*** Selected passage ***

In May 2025, The Chancellor of the High Court, the Rt. Hon. Sir Julian Flaux introduced a consultation in relation to a replacement for the current Practice Statement in relation to Schemes of Arrangement under Part 26 and Part 26A of the Companies Act 2006 ("CA 2006") dated 26 June 2020 ("Draft Practice Statement").
The existing Practice statement was implemented when Part 26A CA 2006 (Arrangements and reconstructions: companies in financial difficulty) was introduced during the COVID-19 pandemic. The primary aim of the Draft Practice Statement is to revise the Practice Statement to take account of nearly five years’ experience of the use of restructuring plans, with a view to improving the efficiency and fairness of the process under Part 26A. In particular, the draft Practice Statement seeks to:
i. the identification and early resolution of issues concerning (i) the jurisdiction of the Court to sanction the scheme or restructuring plan, (ii) the composition of classes of creditors and/or members; and (iii) the convening of meetings.; and
ii. facilitating the early identification and active case management of contested issues to promote the resolution of such issues in an efficient and orderly manner and involving a proportionate allocation of the Court's time and resources.
What are they key changes being introduced under the Draft Practice Statement?
Applicant to provide the Court with a "listing note"
When issuing its claim form, the scheme or plan company should file a listing note setting out briefly:
- a time estimate for the convening hearing;
- a time estimate for the sanction hearing;
- an indicative timetable for the proceedings overall including time for the giving of judgment and any application(s) for permission to appeal;
- a description of any relevant matters likely to have an impact on the proposed timetable, including in particular (i) a description of matters relevant to the financial position of the scheme or plan company; and (ii) a description of any matters which it is anticipated may give rise to contested issues in the proceedings; and e. if there is any perceived urgency, what the factors are giving rise to the urgency and when such factors first came to light.
Applicant to notify parties affected by the scheme/plan
The applicant must take all steps reasonably open to it to notify in writing to any person affected by the scheme or plan of the following matters:
- that the scheme or plan is being promoted;
- the purpose which the scheme or plan is designed to achieve and its effect;
- the meetings of creditors and/or members which the applicant considers will be required and their composition;
- the date and place fixed for the convening hearing;
- that such persons are entitled to attend the convening and sanction hearings; and
- how such persons may make further enquiries and obtain information about the scheme or plan.

*** End of Selected passage ***
*** Material supplied ***

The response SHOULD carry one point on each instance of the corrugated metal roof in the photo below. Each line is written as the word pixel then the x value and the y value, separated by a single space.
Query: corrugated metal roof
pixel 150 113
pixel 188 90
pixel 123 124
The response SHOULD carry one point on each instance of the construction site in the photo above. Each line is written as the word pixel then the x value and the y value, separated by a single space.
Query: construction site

*** End of Material supplied ***

### [Tasks]
1. Write out the stretch of the passage on the Draft Practice Statement from "Applicant to notify" through "scheme or plan.", word for word.
2. Extend the passage on the Draft Practice Statement for schemes of arrangement and restructuring plans, starting after its last sentence.

### [Exercise answers]
1.
Applicant to notify parties affected by the scheme/plan
The applicant must take all steps reasonably open to it to notify in writing to any person affected by the scheme or plan of the following matters:
- that the scheme or plan is being promoted;
- the purpose which the scheme or plan is designed to achieve and its effect;
- the meetings of creditors and/or members which the applicant considers will be required and their composition;
- the date and place fixed for the convening hearing;
- that such persons are entitled to attend the convening and sanction hearings; and
- how such persons may make further enquiries and obtain information about the scheme or plan.

2.
Applicant's evidence at the convening hearing
The applicant should identify in its evidence for the convening hearing:
- the steps taken to give notification of the convening hearing and what, if any, response the applicant has had to the notification;
- whether any update is required to the matters covered in the listing note, in particular as regards the timing of the application and the proceedings overall;
- whether it is envisaged that the Court may be asked at the sanction stage to exercise its power to sanction a plan where one or more classes of creditors or members has not voted in favour of the plan;
- how it is proposed that members and/or creditors are to be given notice of any meetings convened to consider the scheme or plan; and
- the scheme or plan company’s proposals for dissemination of information to creditors or members after the convening hearing.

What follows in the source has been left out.